Pour commencer cette émission, nous allons peut-être écouter un premier extrait de la voix de Bronislaw Geremek, enregistrée en 1993, pour une émission du « Bon Plaisir », produite par Antoine Perraud. Il disait ce qu’il était, quelle était sa vocation d’historien à Antoine Perraud.
« Bronislaw Geremek, extrait du « Bon Plaisir », 1993 : Moi, l’historien de pauvres, l’historien des gueux, le monde qui m’intéressait le plus ce n’était pas ceux qui étaient à l’intérieur de l’église mais surtout ceux qui attendaient devant l’église. Ils attendaient les uns, les mendiants, une aumône, les autres, les ouvriers, une embauche. On peut dire que la stratification sociale avait une expression dans l’architecture elle-même. Quand on arrive à voir qui est-ce qui habitait les maisons, comme les maison de quartier où nous sommes, on s’aperçoit qu’au premier étage c’étaient les grands bourgeois, au deuxième étage, les artisans, aisés, bien situés, et il y avait le troisième étage, ce troisième étage c’étaient des chambres toutes petites, dans lesquelles étaient entassés les ouvriers. Je cherche dans la maison en face de laquelle je suis les ombres de ceux dont la vie me passionnait. Le pauvre c’est celui qui n’a pas de source de revenus, qui doit travailler de ses mains et on peut dire tout d’abord que la plus grande masse de ces gens, dans la population parisienne, c’étaient les prolétaires, les vrais prolétaires, ceux qui louaient leurs bras, mais il y avait aussi d’autres, c’étaient ceux qui ne travaillaient pas, qui refusaient de travailler, les vagabonds. En 1956, quand je suis arrivé la première fois à Paris, je suis arrivé au moment où un sociologue parisien présentait sa grande thèse sur les clochards parisiens. J’ai été absolument fasciné par cette thèse. Un livre qui s’est avéré faux empiriquement parce que les clochards racontaient, à ce sociologue, des choses qui n’étaient pas vraies. Ils racontaient ce qu’il voulait entendre. Et un de ces clochards, professeur de lycée de son métier, avant de venir clochard, a écrit une lettre au Monde, en disant que tout le matériel empirique dont se sert le sociologue est absolument faux, je peux vous décrire Monsieur X, Monsieur Y, quelle est leur vraie vie, le vrai destin, tout était faux. L’image générale, de mon point de vue, était vraie. L’image générale des milieux, la présentation des destins des individus qui refusent la vie sociale, qui refusent de participer, eh bien là, j’ai trouvé non seulement l’explication de l’existence des clochards, que je croisais en passant dans ces quartiers ou dans le Quartier Latin, mais je retrouvais aussi mes vagabonds du XIVème siècle. »

Données fournies -
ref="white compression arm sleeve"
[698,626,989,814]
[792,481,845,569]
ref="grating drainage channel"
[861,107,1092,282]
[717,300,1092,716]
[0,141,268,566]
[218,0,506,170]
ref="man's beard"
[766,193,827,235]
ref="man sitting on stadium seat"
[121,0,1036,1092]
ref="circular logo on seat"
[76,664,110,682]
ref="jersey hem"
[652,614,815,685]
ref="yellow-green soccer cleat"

Exercices -
1. Selon le texte sur Bronislaw Geremek, en quelle année est-il arrivé à Paris pour la première fois ?
2. D'après le texte sur Bronislaw Geremek, pourquoi le livre du sociologue consacré aux clochards parisiens s'est-il révélé faux sur le plan empirique ?
3. Poursuivez le texte sur Bronislaw Geremek à partir de sa dernière phrase.

Réponses par exercice -
1. En 1956.

2. Les clochards racontaient au sociologue des choses qui n'étaient pas vraies. Ils lui disaient ce qu'il voulait entendre.

3.
Emmanuel Laurentin : Bonjour.
Danièle Iancu-Agou : Bonjour.
Emmanuel Laurentin : Vous êtes à côté de moi à Montpellier tandis qu’à Paris nous avons, en studio Claude Gauvard, qui va intervenir dans un instant, et nous aurons d’ici quelques minutes Jacques Le Goff. Un rapprochement curieux puisque cette église Saint-Merri dont il parle c’est le quartier où il vivait jusqu’à la fin de sa vie, Georges Duby, dont vous avez été l’élève, et qui était très proche également depuis le début des années 60, ils s’étaient rencontrés je crois en Pologne, en 1960, de Bronislaw Geremek. Ce que vous entendez de cette voix, de cette présence de Bronislaw Geremek, cette langue parfaite, cette tenue de la langue, c’était aussi la tenue d’un homme qui se tenait debout et qui avait une sorte de silhouette reconnaissable entre mille.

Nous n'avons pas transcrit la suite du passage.